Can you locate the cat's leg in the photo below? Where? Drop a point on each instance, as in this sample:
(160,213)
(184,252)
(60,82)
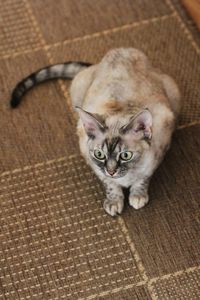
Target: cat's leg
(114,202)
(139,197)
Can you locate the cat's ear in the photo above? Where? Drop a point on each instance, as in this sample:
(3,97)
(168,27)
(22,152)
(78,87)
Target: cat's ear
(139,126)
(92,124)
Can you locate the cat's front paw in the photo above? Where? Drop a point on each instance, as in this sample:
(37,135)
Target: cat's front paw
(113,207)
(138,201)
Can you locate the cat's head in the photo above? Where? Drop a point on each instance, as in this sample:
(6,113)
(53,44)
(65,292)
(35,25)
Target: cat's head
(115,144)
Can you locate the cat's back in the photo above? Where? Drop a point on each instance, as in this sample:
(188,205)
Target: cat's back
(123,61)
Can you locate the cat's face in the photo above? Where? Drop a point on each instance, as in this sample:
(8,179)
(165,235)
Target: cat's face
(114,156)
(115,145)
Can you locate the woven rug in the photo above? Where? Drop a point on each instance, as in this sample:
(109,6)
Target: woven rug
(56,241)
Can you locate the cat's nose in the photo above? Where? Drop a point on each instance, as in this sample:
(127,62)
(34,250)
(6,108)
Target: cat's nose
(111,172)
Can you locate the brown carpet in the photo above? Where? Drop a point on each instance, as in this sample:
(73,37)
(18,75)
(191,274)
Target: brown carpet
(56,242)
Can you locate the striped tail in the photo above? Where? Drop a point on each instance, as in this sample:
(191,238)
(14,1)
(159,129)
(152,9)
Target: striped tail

++++++++++

Brief:
Pull out all lines from the entries above that include the word "Where".

Completed exercise:
Can you locate the cat's leg in the photo below? Where? Drop a point on each instance, as in this sample:
Can you locate the cat's ear in the photo above? Where? Drop a point on each instance, as in this sample:
Can you locate the cat's front paw in the photo above? Where? Drop a point on each instance, as in this sample:
Can you locate the cat's head in the photo above? Where? Drop a point on each instance, as in this sample:
Can you locate the cat's back in the photo above? Where? Drop a point on each instance, as in this sample:
Can you locate the cat's face in the photo above? Where? Drop a point on each instance, as in this sample:
Can you locate the woven rug in the photo above? Where? Drop a point on each instance, as in this sample:
Can you locate the cat's nose in the photo above? Where? Drop a point on each instance, as in this sample:
Can you locate the brown carpet in the photo above? Where? Drop a point on each instance, as in this sample:
Can you locate the striped tail in the photo above? Where? Drop a point on each instance, as in this sample:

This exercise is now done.